Set problem
Reproduce each of the items below verbatim, line by line, omitting the pictures.

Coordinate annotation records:
===============

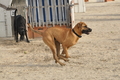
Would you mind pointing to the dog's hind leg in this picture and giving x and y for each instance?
(26, 36)
(65, 51)
(58, 51)
(51, 43)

===============

Response to this task
Would you mind pointing to the dog's hind leg in this picture and giving x and y for each instance?
(26, 36)
(65, 51)
(58, 51)
(51, 43)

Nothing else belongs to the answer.